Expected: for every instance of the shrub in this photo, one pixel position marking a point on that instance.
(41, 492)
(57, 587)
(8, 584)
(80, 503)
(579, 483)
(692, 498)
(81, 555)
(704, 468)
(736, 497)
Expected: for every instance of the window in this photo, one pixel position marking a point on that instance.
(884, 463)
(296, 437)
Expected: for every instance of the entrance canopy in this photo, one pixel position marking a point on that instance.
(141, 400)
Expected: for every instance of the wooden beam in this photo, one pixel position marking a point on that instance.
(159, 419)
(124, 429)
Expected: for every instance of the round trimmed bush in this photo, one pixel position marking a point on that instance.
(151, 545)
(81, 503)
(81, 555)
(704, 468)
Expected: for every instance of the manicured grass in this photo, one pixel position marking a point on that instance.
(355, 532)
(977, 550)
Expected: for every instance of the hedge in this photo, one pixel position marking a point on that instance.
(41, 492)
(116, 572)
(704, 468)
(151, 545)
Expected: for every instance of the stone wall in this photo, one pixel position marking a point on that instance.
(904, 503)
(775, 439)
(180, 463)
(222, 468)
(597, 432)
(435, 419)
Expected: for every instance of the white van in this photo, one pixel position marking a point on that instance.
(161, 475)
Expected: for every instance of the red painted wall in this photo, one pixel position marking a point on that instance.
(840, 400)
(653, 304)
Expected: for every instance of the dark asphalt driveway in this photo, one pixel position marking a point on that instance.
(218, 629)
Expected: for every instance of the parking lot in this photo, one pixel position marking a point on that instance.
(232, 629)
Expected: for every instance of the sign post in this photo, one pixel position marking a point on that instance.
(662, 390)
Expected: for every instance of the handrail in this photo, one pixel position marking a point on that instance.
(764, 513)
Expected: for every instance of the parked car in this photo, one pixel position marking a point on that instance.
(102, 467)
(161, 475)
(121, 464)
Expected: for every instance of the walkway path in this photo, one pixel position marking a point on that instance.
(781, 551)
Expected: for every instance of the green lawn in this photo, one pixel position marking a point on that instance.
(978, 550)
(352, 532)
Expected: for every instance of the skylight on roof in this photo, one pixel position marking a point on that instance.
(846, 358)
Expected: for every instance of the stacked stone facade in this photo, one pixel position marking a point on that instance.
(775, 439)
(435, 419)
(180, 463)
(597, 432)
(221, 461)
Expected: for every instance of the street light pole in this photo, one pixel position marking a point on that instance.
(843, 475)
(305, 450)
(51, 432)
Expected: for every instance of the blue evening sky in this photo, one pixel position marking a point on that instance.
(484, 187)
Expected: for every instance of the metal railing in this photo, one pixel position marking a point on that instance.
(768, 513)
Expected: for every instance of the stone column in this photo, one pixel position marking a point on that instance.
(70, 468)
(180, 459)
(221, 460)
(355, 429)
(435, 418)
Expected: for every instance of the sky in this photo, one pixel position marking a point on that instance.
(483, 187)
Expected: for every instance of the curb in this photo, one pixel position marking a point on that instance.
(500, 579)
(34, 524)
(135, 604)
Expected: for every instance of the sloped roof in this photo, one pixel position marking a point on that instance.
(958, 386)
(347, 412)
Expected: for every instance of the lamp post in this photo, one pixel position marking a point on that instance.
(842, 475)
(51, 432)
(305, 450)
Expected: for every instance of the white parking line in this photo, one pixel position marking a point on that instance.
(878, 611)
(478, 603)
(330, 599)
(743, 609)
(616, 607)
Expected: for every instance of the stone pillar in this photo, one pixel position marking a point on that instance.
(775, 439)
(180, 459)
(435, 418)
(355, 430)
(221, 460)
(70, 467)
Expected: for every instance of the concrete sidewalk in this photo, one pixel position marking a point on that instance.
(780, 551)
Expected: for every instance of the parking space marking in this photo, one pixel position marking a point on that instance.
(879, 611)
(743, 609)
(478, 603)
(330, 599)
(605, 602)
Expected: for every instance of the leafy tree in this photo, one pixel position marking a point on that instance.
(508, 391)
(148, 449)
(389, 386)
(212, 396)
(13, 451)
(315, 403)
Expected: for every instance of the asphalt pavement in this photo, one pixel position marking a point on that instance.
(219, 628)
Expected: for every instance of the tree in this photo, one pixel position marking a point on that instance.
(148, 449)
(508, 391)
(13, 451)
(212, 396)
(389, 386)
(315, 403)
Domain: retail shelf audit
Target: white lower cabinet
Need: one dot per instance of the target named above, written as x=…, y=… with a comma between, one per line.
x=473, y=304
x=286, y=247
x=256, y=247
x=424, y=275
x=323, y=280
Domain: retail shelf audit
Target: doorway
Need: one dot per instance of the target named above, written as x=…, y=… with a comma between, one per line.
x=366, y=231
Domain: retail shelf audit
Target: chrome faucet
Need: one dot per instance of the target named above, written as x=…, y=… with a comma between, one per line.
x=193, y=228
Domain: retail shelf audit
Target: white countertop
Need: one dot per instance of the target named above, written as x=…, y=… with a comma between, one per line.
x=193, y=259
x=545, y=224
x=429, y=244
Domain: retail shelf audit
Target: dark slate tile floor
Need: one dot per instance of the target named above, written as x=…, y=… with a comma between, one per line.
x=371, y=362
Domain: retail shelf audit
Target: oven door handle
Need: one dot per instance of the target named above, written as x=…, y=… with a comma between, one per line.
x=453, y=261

*TASK*
Set down all of the data above, word for word.

*WRITTEN SOLUTION*
Expected: for every instance of the shrub in this photo, one pixel position marking a point on that instance.
(41, 492)
(57, 587)
(8, 584)
(80, 503)
(579, 483)
(692, 498)
(81, 555)
(704, 468)
(736, 497)
Expected: for every instance of the window in this photo, one pixel position marking a point on that instance.
(884, 463)
(296, 437)
Expected: for every instance of the entrance canopy in this photo, one pixel position marking a point on that instance.
(141, 400)
Expected: for every instance of the wooden beam in this photo, one pixel position marking a point on that instance.
(159, 419)
(124, 429)
Expected: for every instance of the round trimmed bush in this photo, one pixel position marking a point on that instance.
(151, 545)
(81, 503)
(81, 555)
(704, 468)
Expected: for every instance of the manicured grass in this photo, one pixel position marking a point on that instance.
(355, 532)
(977, 550)
Expected: for every instance of the hedge in this photo, one pixel position marking a point on that instance.
(41, 492)
(116, 572)
(704, 468)
(151, 545)
Expected: for every instance of the stone wall in this photo, one pixel position marking a point on that instance.
(904, 503)
(775, 439)
(180, 463)
(222, 468)
(597, 432)
(435, 419)
Expected: for every instance of the white van in this photo, one pixel position marking a point on that instance.
(161, 475)
Expected: for every instance of the red painted wall in this photo, one pixel position marking a point on that instance.
(840, 400)
(653, 304)
Expected: for every instance of the dark asphalt driveway in this photo, one pixel position marking a point on that instance.
(218, 629)
Expected: for every instance of the parking lot in this photo, one pixel position marking a point on that instance.
(232, 629)
Expected: for every instance of the sign post in this photo, one pixel position marking a point on that instance.
(662, 390)
Expected: for every instance of the handrail in this photo, one pixel position marking a point on that instance.
(764, 513)
Expected: for every instance of the parked car in this photo, one pixel position marking a point on that instance.
(102, 467)
(161, 475)
(121, 464)
Expected: for every instance of the walkway path in this photo, one pixel position marking a point on that instance.
(781, 551)
Expected: for every instance of the green lawn in this photo, one pixel position marking a point on that instance.
(978, 550)
(352, 532)
Expected: for every instance of the skylight on roof in this photo, one pixel position marking a point on that instance.
(846, 358)
Expected: for every instance of the stacked stone facade in this photo, one pixel position marking a point on that instance.
(775, 439)
(435, 419)
(180, 463)
(597, 432)
(221, 461)
Expected: for every instance of the street light pole in this photo, one pixel position marking a point on that instance.
(843, 475)
(305, 450)
(51, 432)
Expected: for every instance of the blue evening sky in this photo, one pixel position marking a point on that instance.
(484, 187)
Expected: for every instance of the metal railing in this photo, one pixel position marking a point on that instance.
(768, 513)
Expected: for every instance of the stone column in this photo, one pixel position marking a point on that instance.
(70, 468)
(180, 459)
(221, 460)
(355, 429)
(435, 418)
Expected: for every instance of the sky in this photo, one pixel position marking a point on that instance.
(483, 187)
Expected: for every instance of the curb in this photo, one pixel position marking a point on that instance.
(500, 579)
(34, 524)
(135, 604)
Expected: for every instance of the sloped roof in this photo, one pixel position marking a point on that instance.
(958, 386)
(347, 412)
Expected: for every instance of the lamp post in this photo, one pixel position marking a point on that instance.
(842, 475)
(51, 432)
(305, 450)
Expected: for every instance of the white parking line in this photo, one pixel position marking a point on that instance.
(878, 611)
(478, 603)
(330, 599)
(743, 609)
(616, 607)
Expected: for every instance of the stone pillar in this photo, one pixel position marking a point on that instance.
(775, 439)
(180, 459)
(435, 418)
(355, 430)
(221, 460)
(70, 467)
Expected: for every instance of the concrete sidewalk in this photo, one pixel position marking a point on that instance.
(780, 551)
Expected: for every instance of the parking space marking in this photo, one pixel position marking a point on that instance.
(879, 611)
(743, 609)
(478, 603)
(330, 599)
(605, 602)
Expected: for every instance of the leafy tree in this photo, one pixel position marking a point on that instance.
(508, 391)
(148, 449)
(389, 386)
(212, 396)
(13, 451)
(315, 403)
Expected: for every instance of the asphalt pavement in this photo, one pixel position marking a point on that instance.
(219, 628)
Expected: for every instance of the tree in this photo, one pixel position marking a point on that instance.
(148, 449)
(508, 391)
(13, 451)
(212, 396)
(389, 386)
(315, 403)
Domain: retail shelf audit
Target: white lower cabinet
Need: one dot per instance of the target named above, written as x=…, y=… with a comma between, one per line.
x=473, y=304
x=286, y=247
x=256, y=247
x=424, y=275
x=323, y=280
Domain: retail shelf audit
Target: doorway
Need: one dot per instance of the target named above, written as x=…, y=… with a comma between, one per line.
x=366, y=231
Domain: retail shelf audit
Target: chrome faucet
Need: one dot per instance of the target named above, written as x=…, y=… with a comma between, one per line.
x=193, y=228
Domain: retail shelf audit
Target: white countertop
Need: one dot per instance of the target named above, written as x=…, y=… with a comma between, one per line.
x=193, y=259
x=545, y=224
x=429, y=244
Domain: retail shelf audit
Target: dark slate tile floor
Need: one dot per instance of the target named above, written as x=…, y=… with a comma between, one per line.
x=371, y=362
Domain: retail shelf audit
Target: oven door handle
Need: one dot per instance of the target named above, written as x=…, y=… with a comma between, one per line.
x=453, y=261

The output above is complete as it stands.